Objectif de l'exercice: Traduisez en anglais cette phrase du document source sur la série Trachéoscopies : « Ces images lunaires nous laissent aller à notre imaginaire. »

Clotilde Provansal

MÀJ. 03.12.2024

Trachéoscopies

Trachéoscopies, 2020
Série de 12 estampes à l’eau forte sur papier Hahnemühle, 20 x 20 cm x 12.
Édition limitée à 10 exemplaires dont 2 hors commerce et 2 épreuves d’artistes.


Exposition Re-Bird, commissariat Colette Pounia, Artothèque de La Réunion, Saint-Denis.


Trachéoscopies

« Douze gravures en noir et blanc, apparaissent à travers des petits œil-de-boeuf. Elles invitent le visiteur à se rapprocher et découvrir des fragments de paysages organiques – comme habitées par toutes formes du vivant à l’instar de Tout brûle dans l’heure fauve –, mis en abyme dans leurs multiples encadrements. L’œil effleure leur surface texturée, y reconnaît un globe oculaire, une étoile, un fruit, des morceaux de peau, de chair… Le jeu des clairs-obscurs les sculptent, leur donne de la profondeur. L’œil y pénètre dans les espaces intérieurs et interstices sombres ou éclairés. Ces images lunaires nous laissent aller à notre imaginaire.
Elles proviennent de l’imagerie médicale obtenue par une trachéoscopie, un examen de la trachée à l’aide d’un endoscope pour regarder, par l’intérieur, le canal de la respiration. Le tube optique a la capa- cité d’éclairer et filmer, grâce à une caméra vidéo, le voyage dans le paysage intérieur du corps et en retransmet les images sur écran. Trachéoscopie est donc issue d’un art vidéo médical. Après avoir extrait douze petites zones observées, elle les donne à voir autrement. Par le médium de l’estampe à l’eau-forte, s’opère une transmutation en images symbolistes.

Trachéoscopie révèle des petits mondes étranges et fantasmagoriques aussi séduisants que À l’horizon, l’ange des certitudes ou L’œil comme un ballon bizarre se dirige vers l’infini de la série À Edgar Poe de 1882 par Odilon Redon. Les planches naturalistes des explorateurs du XVIIIe et XIXe siècles importent aussi à l’artiste, fascinée par les explorations à but scientifique, “ par ce quelque chose d’infini à explorer. Je réouvre l’espace, comme un moyen de l’imaginaire. L’espace clos du corps devient une terra incognita ” dit-elle.

Données fournies:
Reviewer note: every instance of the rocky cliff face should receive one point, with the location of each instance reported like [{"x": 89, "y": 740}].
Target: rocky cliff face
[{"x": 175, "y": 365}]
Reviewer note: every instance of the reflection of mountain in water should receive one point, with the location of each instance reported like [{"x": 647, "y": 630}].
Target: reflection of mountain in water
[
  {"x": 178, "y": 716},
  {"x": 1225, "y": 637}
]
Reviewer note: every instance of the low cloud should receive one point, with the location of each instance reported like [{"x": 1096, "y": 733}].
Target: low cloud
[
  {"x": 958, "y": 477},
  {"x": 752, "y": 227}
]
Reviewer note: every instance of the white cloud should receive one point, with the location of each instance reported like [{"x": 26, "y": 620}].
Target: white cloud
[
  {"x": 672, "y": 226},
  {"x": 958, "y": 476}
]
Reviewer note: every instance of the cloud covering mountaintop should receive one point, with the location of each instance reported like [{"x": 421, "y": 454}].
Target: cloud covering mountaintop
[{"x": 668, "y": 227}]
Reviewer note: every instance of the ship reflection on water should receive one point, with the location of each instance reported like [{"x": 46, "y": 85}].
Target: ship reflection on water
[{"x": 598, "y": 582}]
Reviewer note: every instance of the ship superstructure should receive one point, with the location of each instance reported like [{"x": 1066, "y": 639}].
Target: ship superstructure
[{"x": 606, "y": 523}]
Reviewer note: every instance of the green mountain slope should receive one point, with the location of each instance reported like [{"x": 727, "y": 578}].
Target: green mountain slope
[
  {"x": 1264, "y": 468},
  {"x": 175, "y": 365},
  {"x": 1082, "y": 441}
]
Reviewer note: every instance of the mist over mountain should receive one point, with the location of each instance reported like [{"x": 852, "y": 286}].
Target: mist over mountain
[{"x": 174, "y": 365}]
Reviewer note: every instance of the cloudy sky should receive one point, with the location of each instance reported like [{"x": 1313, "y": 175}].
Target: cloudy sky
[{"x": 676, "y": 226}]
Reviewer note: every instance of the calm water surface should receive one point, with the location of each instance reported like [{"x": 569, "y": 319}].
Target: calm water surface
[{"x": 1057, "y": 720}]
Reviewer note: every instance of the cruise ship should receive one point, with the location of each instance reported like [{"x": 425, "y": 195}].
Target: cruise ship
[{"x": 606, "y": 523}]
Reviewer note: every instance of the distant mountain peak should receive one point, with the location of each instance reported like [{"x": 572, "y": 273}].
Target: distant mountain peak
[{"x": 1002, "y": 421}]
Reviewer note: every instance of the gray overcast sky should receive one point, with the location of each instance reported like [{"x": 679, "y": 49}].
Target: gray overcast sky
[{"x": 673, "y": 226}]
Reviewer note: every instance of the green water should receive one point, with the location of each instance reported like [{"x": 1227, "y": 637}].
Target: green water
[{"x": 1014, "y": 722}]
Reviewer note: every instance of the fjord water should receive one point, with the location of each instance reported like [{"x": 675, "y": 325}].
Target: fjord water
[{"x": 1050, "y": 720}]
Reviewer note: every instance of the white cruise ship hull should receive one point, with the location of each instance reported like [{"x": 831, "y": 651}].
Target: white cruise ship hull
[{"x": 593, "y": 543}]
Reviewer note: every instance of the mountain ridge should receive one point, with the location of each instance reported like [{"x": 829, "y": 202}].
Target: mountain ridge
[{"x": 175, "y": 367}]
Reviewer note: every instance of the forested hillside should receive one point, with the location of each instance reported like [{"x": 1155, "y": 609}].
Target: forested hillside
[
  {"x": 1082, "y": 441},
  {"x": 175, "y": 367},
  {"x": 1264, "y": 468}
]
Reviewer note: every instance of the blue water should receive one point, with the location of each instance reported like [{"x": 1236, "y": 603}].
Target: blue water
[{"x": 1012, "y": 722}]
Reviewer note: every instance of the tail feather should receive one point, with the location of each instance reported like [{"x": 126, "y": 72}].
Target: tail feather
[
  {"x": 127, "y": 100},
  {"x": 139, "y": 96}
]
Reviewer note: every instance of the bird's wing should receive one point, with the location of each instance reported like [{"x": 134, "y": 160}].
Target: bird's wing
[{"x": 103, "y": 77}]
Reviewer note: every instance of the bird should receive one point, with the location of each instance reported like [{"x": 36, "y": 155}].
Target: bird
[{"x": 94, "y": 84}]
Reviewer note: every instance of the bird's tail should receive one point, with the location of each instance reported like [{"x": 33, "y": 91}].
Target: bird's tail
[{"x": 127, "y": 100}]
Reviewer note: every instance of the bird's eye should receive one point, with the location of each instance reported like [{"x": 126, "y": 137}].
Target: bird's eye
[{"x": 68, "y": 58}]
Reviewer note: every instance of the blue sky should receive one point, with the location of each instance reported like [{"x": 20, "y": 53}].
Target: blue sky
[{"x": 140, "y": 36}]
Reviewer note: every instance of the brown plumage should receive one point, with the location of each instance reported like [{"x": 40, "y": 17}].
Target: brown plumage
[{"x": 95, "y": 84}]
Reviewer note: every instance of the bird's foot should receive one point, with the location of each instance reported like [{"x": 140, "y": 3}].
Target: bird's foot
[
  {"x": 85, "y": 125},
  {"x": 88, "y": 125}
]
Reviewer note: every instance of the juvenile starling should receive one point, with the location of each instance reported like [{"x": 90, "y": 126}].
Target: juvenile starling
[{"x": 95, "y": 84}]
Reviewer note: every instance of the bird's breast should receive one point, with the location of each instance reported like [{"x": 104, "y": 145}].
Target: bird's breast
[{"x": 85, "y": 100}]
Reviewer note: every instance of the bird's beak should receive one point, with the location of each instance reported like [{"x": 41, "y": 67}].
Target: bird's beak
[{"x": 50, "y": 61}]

Exercice corrigé: These lunar images let us drift off into our imagination.